▸ LIST OF TASKS
1. Copy the passage of the divorce appeal text from "The parties were divorced in" to "Domestic Relations Order." word for word.
2. Carry on the text about the divorce appeal from the point where it stops.

▸ SUPPLIED TEXT
_ _ _

SUSAN D. SETTENBRINO, PLAINTIFF-APPELLANT,
v.
JEFFREY SCHWARTZ, DEFENDANT-RESPONDENT.



On appeal from Superior Court of New Jersey, Chancery Division, Family Part, Passaic County, Docket No. FM-16-306-04.

Per curiam.

NOT FOR PUBLICATION WITHOUT THE APPROVAL OF THE APPELLATE DIVISION

Argued October 10, 2007

Before Judges Fuentes and Chambers.

Plaintiff, Susan D. Settenbrino, appeals from the order of October 4, 2006, denying her application to compel her former husband defendant, Jeffrey Schwartz, to pay to her additional monies from defendant's 401(k) plan. At the time the parties were divorced, the marital portion of this asset was valued at $65,000. The court indicated that it would divide the asset equally between the parties, so that plaintiff's share at that time was $32,500. By the time plaintiff's share of the 401(k) was distributed to her, the value of this asset had declined significantly due to market fluctuations, so that she received only $18,724.61. She maintains that she is entitled to the balance of the $32,500. Plaintiff's last application to the trial court for the additional monies from this 401(k) plan was denied. We affirm.

The parties were divorced in New York State. The trial judge there entered a comprehensive twenty-three page written decision dated August 22, 2000. With respect to the equitable distribution of defendant's 401(k) retirement plan, the trial judge found that the value of the marital portion of the account before taxes was $65,000. He divided this asset equally between the parties, so that plaintiff's share was $32,500. The Judgment of Divorce, dated December 5, 2000, provided for distribution of defendant's 401(k) retirement plan as follows:

ORDERED AND ADJUDGED, that the plaintiff shall receive the sum of $32,500 as her equitable share of defendant's 401(k) retirement plan, the transfer of the same to be accomplished by a Qualified Domestic Relations Order.

_ _ _

▸ PROVIDED MATERIAL

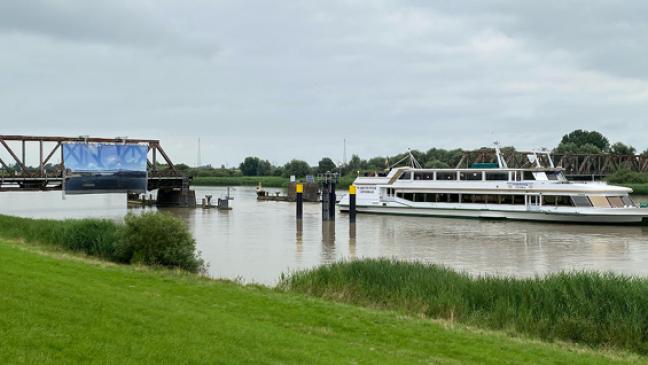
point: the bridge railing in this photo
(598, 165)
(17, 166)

_ _ _

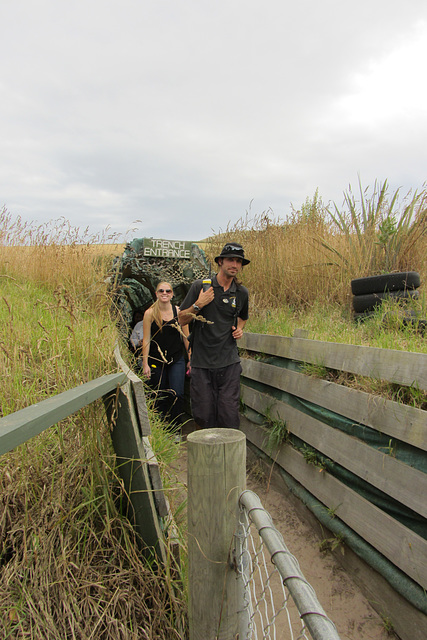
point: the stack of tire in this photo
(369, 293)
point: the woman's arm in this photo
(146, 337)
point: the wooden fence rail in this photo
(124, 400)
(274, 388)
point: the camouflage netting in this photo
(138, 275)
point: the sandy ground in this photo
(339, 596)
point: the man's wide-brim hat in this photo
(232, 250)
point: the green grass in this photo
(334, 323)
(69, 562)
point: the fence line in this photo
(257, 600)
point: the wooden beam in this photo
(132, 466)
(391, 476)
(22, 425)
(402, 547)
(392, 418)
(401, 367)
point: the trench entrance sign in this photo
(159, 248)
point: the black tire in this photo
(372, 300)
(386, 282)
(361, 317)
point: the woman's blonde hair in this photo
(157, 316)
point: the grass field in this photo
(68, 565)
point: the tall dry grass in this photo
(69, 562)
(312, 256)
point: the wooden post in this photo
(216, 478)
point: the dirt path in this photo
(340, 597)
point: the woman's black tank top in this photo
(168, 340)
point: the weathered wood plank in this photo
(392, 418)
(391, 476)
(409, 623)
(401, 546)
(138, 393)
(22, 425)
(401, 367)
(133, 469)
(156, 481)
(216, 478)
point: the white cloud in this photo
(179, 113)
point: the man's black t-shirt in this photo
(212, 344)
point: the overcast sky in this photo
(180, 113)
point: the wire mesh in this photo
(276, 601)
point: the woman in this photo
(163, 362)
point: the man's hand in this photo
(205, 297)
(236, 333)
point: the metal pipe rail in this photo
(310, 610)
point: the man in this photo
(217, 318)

_ _ _

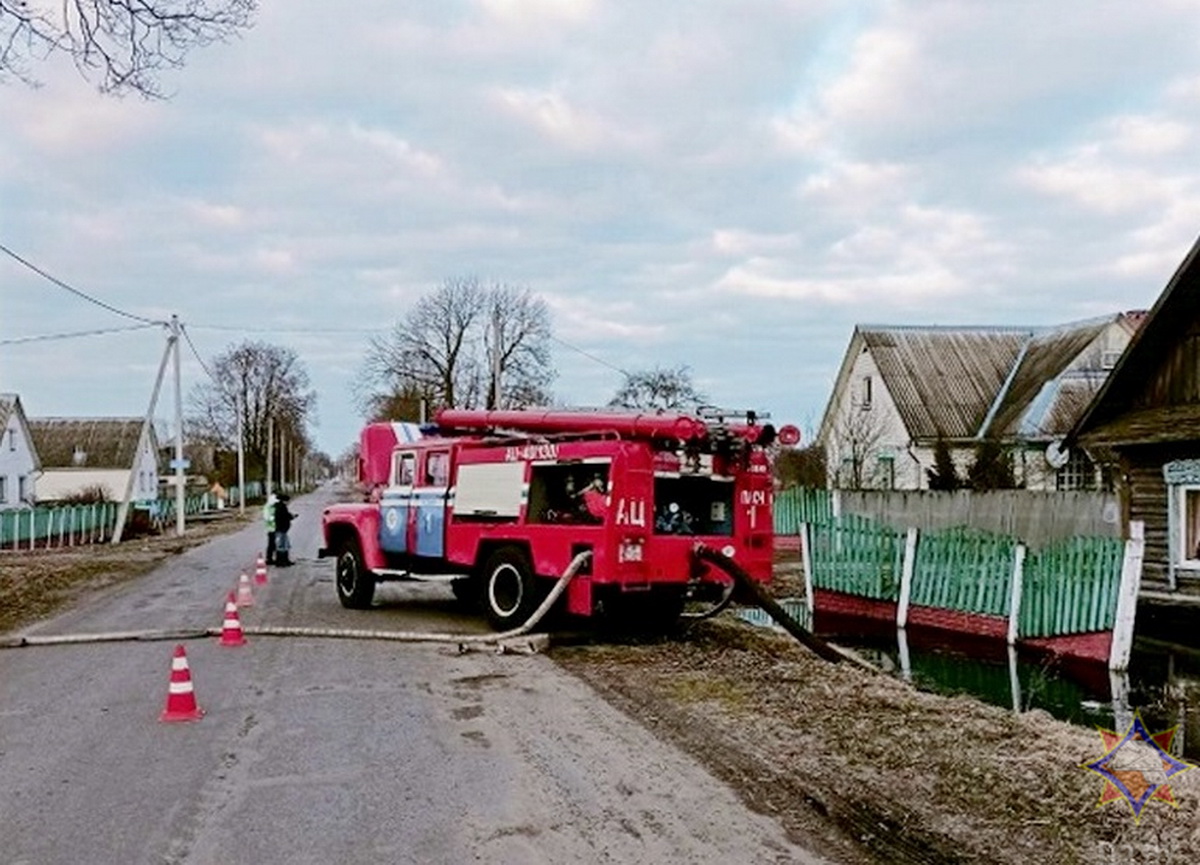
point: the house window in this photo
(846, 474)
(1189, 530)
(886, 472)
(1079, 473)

_ _ _

▸ ANSWERS GIVEN
1.
The parties were divorced in New York State. The trial judge there entered a comprehensive twenty-three page written decision dated August 22, 2000. With respect to the equitable distribution of defendant's 401(k) retirement plan, the trial judge found that the value of the marital portion of the account before taxes was $65,000. He divided this asset equally between the parties, so that plaintiff's share was $32,500. The Judgment of Divorce, dated December 5, 2000, provided for distribution of defendant's 401(k) retirement plan as follows:

ORDERED AND ADJUDGED, that the plaintiff shall receive the sum of $32,500 as her equitable share of defendant's 401(k) retirement plan, the transfer of the same to be accomplished by a Qualified Domestic Relations Order.

2.
The companion Qualified Domestic Relations Order ("QDRO "), also entered on December 5, 2000, provided in Paragraph 3:

The Alternate Payee is awarded an amount equal to $32,500.00 of the Accrued Benefit and the Plan is ordered to pay to the Alternate Payee such amount (and earning attributable to such amount from August 22, 2000 until the date of distribution) to the Alternate Payee in a lump sum cash payment on the earliest possible date permitted under the Plan. It has been ORDERED AND ADJUDGED that the defendant's 401(k) plan is valued as of March 21, 2000 to be $237,000.00 of this sum, $65,000 is determined to be marital property and plaintiff is to receive a 50% distributive award of the marital portion of the defendant's 401(k) to wit: the sum of $32,500.00 to be distributed by way of a separate QDRO, which shall direct deposit plaintiff's share into an IRA or 401(k) as designated by plaintiff to the plan administrator of the defendant's 401(k), so as to avoid any tax consequence to either party being occasioned by such transfer. [emphasis added]

The underlined language makes clear that plaintiff was to receive fifty percent of this marital asset. The QDRO specifically defined "Accrued Benefit" as "the sum of the Participant's Account balances under the Plan as of August 22, 2000" (the date of the trial judge's decision).

The monies were not transferred to plaintiff by defendant's plan administrator, Guardian Life Insurance Company of America ("Guardian") until April 1, 2001. Due to a downturn in the value of this asset, the sum transferred to plaintiff was only $18,724.61. The transfer document plaintiff received from Guardian indicates that from April 1, 2001, (the date of the transfer) until April 2, 2001, (the date of the statement), a period of a single day, the sum of $423.24 was lost in this investment, indicating that the investment was in rapid decline at that time.

In 2003, plaintiff filed a motion in New Jersey, where she resides, seeking, among other relief, to compel the transfer of the balance of the $32,500 into her account. The first motion resulted in an order issued by Judge Graziano on October 21, 2003, providing in paragraph 10:

Correcting the distribution of defendant's QDRO to reflect the court's Judgment of Divorce and the QDRO Order itself, which states that Plaintiff is to receive a "lump sum cash payment" of "$32,500 to be distributed by way of a separate QDRO."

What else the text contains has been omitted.